** DIRECTIVE **
Please write the listing below out again exactly, leaving every picture behind.

....

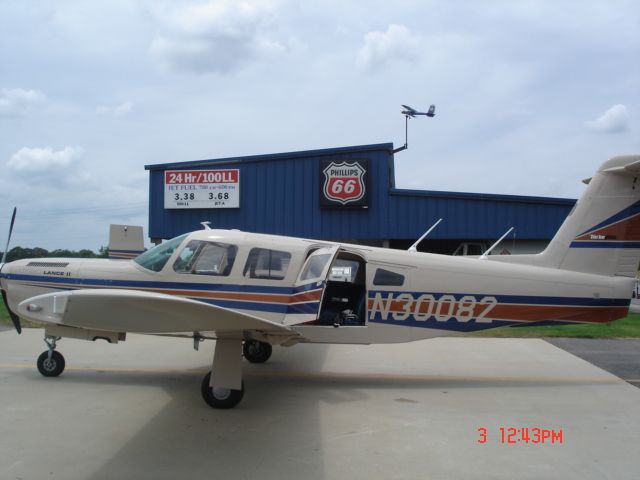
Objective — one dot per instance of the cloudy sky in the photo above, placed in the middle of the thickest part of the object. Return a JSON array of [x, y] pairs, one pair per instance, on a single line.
[[531, 95]]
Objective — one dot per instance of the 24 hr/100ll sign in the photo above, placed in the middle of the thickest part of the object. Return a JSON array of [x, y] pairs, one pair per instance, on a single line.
[[202, 188]]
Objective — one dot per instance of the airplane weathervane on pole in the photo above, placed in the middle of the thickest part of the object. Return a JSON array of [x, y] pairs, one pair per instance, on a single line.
[[409, 112]]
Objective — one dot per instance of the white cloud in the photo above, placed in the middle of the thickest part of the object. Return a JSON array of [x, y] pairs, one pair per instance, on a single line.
[[16, 101], [614, 120], [215, 36], [116, 110], [381, 48], [36, 160]]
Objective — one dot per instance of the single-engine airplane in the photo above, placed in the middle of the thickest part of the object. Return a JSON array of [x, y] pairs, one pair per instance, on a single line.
[[251, 291], [412, 112]]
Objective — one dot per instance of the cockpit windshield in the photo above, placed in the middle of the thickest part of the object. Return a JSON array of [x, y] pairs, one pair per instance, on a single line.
[[156, 258]]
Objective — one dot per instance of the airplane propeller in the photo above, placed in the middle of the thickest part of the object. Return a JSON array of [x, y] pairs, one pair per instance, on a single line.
[[14, 318]]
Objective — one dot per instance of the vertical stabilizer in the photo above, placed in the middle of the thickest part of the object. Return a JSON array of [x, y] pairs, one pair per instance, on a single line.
[[602, 233]]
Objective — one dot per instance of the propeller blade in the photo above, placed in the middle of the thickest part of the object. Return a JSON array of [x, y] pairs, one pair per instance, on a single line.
[[14, 318], [6, 248]]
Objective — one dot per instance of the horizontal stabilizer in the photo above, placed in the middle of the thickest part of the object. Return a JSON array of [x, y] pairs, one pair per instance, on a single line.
[[139, 312], [632, 168]]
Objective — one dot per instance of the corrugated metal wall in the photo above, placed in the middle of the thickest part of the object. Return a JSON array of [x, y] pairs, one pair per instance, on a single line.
[[280, 194]]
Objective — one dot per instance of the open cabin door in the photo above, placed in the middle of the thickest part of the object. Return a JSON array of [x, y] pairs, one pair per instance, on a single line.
[[309, 288]]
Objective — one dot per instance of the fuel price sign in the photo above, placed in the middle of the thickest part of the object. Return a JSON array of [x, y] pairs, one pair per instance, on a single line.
[[202, 188]]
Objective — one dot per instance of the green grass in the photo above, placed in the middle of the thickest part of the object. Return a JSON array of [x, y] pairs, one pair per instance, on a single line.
[[628, 327], [4, 315]]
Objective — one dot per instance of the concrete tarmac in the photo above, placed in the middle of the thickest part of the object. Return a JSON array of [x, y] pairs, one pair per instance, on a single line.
[[620, 356], [413, 411]]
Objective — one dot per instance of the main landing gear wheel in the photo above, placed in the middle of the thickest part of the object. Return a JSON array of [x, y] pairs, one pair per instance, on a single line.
[[50, 364], [220, 397], [256, 352]]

....

** ANSWER TO THE TASK **
Objective — one dot per instance of the cloudy sky in the photo above, placed in the middle of the thickest part of the object. Return a JSON array of [x, y] pairs, one pair per instance, on a single line.
[[531, 95]]
Objective — one dot per instance of the 24 hr/100ll sign in the photo above, placed in the middle of the thickest part of the object. Return a JSON array of [x, y] pairs, one pair per instance, on a single line.
[[202, 188]]
Objective — one dot per instance of the airplane weathervane on pole in the photo above, placed in the middle of the thickest part of the object. Return a JSON array of [x, y] pairs, one pair per instance, on a single line.
[[409, 112]]
Objective — one dot per instance of the white cloud in the photo above, placed in the middle of the thickest part of the object. Return a JSON array of [x, y] pairs, one pair per instance, on a single line.
[[16, 101], [614, 120], [215, 36], [116, 110], [381, 48], [36, 160]]
Objective — one dot per instance of the single-engine airplane in the photo above, placed in the middle of the thickest part of the object. Return a JSON array of [x, y] pairs, one pair per instance, on a single line.
[[251, 291], [412, 112]]
Objective — one dot per instance of the cockpit windshield in the photo above, placed in the middle of the thickest part of the object. Return a JSON array of [x, y] pairs, one pair per instance, on a single line.
[[156, 258]]
Objective — one dot per instance of the airplane propeller in the photo above, placed in the middle of the thickest part of the object. Return a JSON array of [x, y] pairs, one pair per instance, on a single line.
[[14, 318]]
Objective — one dot per instance of the vertical stabilizer in the photo above, placed in the middle of the thickest part of the object. Return a JSON array of [x, y] pairs, one pair per instance, on a single line.
[[602, 233]]
Objective — one dot per instance of the propeller blade in the photo above, placed in the middle of the thickest part of the object. Return a JSON array of [x, y] pairs, one pair per instance, on a single line.
[[14, 318], [6, 248]]
Objective — one dot per instance of the horizontal stabilizer in the photo above, placed in the middle of the thickest part of the object. Return a JSON array of [x, y] pairs, one pair per instance, on a single line.
[[139, 312], [632, 168]]
Objective — one dot per instance of the corrugated metal wall in the photo above, placed in the middle of the thickest part of the object. Return a JSON array of [x, y] pairs, one pair per instance, on a single line.
[[280, 194]]
Objective — one dot per instance of the open cabin door in the photo above, placed in the middle of the thickest part of the object. Return a JSON array of [x, y] pairs, one pair per instance, on a single line.
[[309, 288]]
Objective — one dot per instance of the fuel price sign in the photo above, placed in the middle of the thickest part of the object. Return a JSON array of [x, y] pairs, one pair per instance, on a single line.
[[202, 188]]
Objective — one dot per instance of the green grass in the photo above, placed in the middle of the thickest part of the object. Return a JSON array of [x, y] pairs, one pair per instance, on a single line.
[[628, 327], [4, 315]]
Objective — one dot per instance of the concrete tarmac in the photo above, placed in the middle of the thickest part of the object. Return a JSON array of [x, y] pairs, one pair per instance, on a single line.
[[620, 356], [413, 411]]
Objective — one dot per instance of the main landing gear wheel in the photo above, placed in the middle of the thickest part of the object. Return a JSON array of [x, y] pairs, one pair per instance, on a single line.
[[50, 364], [220, 397], [256, 352]]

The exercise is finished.